### Extract to read
Questioned on maintaining Tom Herman’s rigid adherence to 11 personnel, Yurcich responded with the old Mount Union mantra, “players, formations, plays.” The idea behind this philosophy is that in a given year you determine who your best players are, which formations create good matchups for them, and then choose plays from there. In other words, Texas’ preference for staying in 11 personnel may indeed be a relic of the past, or it may not depending on the development of the tight ends on the roster.

I think we’ll see Texas continue to use 11 personnel a lot but also package together some new personnel groupings on offense to feature individual players or to attack opponents.

Tempo was another hot topic. Herman started things off by mentioning that Yurcich had already brought a more advanced up-tempo system with him to Austin, meaning that when Texas rushes to the line in 2020 they’ll probably have more up their sleeve than the unbalanced, inside zone “touchdown play”. Yurcich added that he sees the advantages of tempo being the ability to rob the defense of the ability to deliver detailed instructions from the DC to the players on the field based on the offensive formation, and to exhaust good DL.

### Prompt 1
Please list each item in the Mount Union mantra that Yurcich quoted in the passage on the Texas offense.
### Prompt 2
In the passage on the Texas offense, which personnel grouping did Tom Herman rigidly adhere to?

### Available data

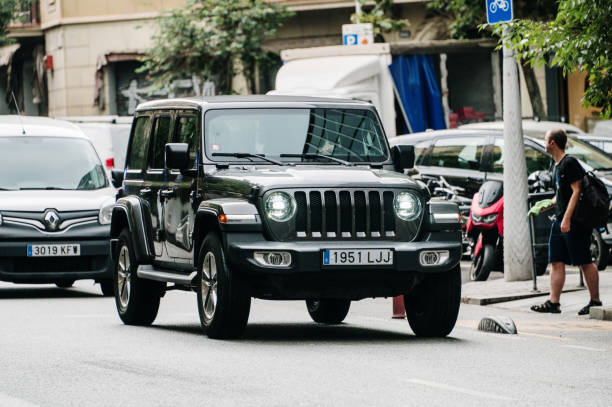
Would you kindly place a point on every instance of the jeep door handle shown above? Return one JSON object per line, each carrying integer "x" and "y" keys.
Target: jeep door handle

### Complete output 1
players, formations, plays

### Complete output 2
11 personnel